[Point labeling examples]
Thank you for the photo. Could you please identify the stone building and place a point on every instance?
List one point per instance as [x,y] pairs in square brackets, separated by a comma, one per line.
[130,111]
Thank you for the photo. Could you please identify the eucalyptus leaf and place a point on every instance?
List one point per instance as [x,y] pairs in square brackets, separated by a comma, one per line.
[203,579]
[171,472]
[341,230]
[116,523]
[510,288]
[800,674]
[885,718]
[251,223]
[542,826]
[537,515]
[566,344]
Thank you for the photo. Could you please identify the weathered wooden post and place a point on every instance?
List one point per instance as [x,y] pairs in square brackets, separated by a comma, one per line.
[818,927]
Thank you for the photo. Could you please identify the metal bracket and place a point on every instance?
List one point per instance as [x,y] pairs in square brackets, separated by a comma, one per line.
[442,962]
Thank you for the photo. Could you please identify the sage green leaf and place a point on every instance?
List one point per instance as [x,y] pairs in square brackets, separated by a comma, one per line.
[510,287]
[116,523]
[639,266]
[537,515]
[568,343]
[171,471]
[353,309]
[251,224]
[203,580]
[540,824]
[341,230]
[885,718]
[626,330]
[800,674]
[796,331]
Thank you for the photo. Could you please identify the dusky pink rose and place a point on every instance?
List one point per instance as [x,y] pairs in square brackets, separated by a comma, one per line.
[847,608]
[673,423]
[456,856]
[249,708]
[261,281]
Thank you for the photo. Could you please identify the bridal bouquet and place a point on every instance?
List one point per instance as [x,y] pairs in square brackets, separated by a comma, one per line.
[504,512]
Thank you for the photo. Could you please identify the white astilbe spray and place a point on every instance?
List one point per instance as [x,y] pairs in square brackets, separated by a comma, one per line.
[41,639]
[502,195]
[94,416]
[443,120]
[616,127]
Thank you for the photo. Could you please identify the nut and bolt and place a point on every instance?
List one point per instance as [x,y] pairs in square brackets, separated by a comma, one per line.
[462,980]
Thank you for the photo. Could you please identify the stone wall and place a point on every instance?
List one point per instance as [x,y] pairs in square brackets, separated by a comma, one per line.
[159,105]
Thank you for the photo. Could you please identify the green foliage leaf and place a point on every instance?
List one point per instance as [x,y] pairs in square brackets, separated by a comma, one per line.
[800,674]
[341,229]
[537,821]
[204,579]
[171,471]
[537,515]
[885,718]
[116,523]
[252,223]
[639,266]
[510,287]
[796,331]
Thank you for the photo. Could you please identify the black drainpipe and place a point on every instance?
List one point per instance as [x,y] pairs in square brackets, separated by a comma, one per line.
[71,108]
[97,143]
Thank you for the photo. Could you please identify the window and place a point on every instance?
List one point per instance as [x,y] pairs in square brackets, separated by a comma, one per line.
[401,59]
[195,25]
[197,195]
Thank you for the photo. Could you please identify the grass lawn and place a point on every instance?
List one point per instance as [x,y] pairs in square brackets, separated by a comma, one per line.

AIM: Type out the material again exactly as presented.

RESPONSE TO THE EXERCISE:
Thank you for the photo. Could you please identify the stone building and place a point on every instance?
List one point per instance as [x,y] pairs in square brackets, separated by a comma, one per line.
[130,111]
Thank you for the photo. Could you please identify the eucalyptus leaf and place a point on every instance?
List one point per instance as [x,y] pairs in square brackets, separated by a comma, one per line.
[203,579]
[171,472]
[341,230]
[116,523]
[510,288]
[800,674]
[885,718]
[251,223]
[542,826]
[537,515]
[566,344]
Thank you for the photo. Could you please identify the weathered wooden post and place a point on every instance?
List one point per instance as [x,y] pairs in square brackets, separated by a comma, one per line.
[818,927]
Thank you for the photo. Could you please identify the metal bracket and place a point on every instance?
List one point per instance as [x,y] pairs in square brackets, separated by a comma, one per line.
[442,962]
Thank you for the photo. Could you please identify the sage green leaf and place a point on every instance?
List one point per instance as [x,y] pairs in square brackets, separated by a comma, one per line.
[510,287]
[116,523]
[639,266]
[537,515]
[568,343]
[171,471]
[353,309]
[251,224]
[203,580]
[540,824]
[341,230]
[885,718]
[626,330]
[800,674]
[796,331]
Thank you for the photo. Could you please identify the dusky pink rose and place a point on every instance?
List one point per instance as [x,y] pairs in square brackets, separated by a comma, one per line.
[847,608]
[673,423]
[456,856]
[249,708]
[261,281]
Thank you for the photo. Could you please identify the bridal bouquet and place a point on every instance?
List one point per instance as [x,y] pairs in square brackets, separated by a comma, one per line.
[504,512]
Thank you for the photo. Could you please identify the white astilbe spray and place a point on every instance?
List one point per instance as [x,y] pairs in square brackets, separated by a comma, one per line.
[41,639]
[502,195]
[94,416]
[443,120]
[616,127]
Thank you for the photo. Could you please identify the nut and bolt and place a point on every instance?
List one point per instance as [x,y] pairs in square brackets, separated by a comma, one per line.
[462,980]
Thank you for the photo. Could you please identify the stone wall and place a point on every instance?
List one point per instance as [x,y] pairs in square brackets, separated by a comma, one per line.
[159,105]
Thank you for the photo. Could you please identify the green foliage leaf and place a point on every instance?
List one point per instance as [x,y] pairs in square brackets, separated by a comma, one per line.
[800,674]
[341,229]
[537,821]
[204,579]
[171,471]
[537,515]
[885,718]
[116,523]
[252,223]
[639,266]
[510,287]
[796,331]
Thank you for the photo. Could you please identify the black drainpipe and place a point on every instance?
List one point per instance as [x,y] pairs in square brackets, separated by a comma, one per line.
[71,108]
[97,143]
Thank you for the photo. Could you please identify the window and place a point on every instance?
List one point per instance as [x,y] pairs in square brackets, separated by a comma, one per line.
[401,59]
[195,25]
[197,195]
Thank you for the photo. Could you please identify the grass lawn and place a point on every instance?
List one point per instance as [x,y] pairs in square brackets, separated by a comma, one per line.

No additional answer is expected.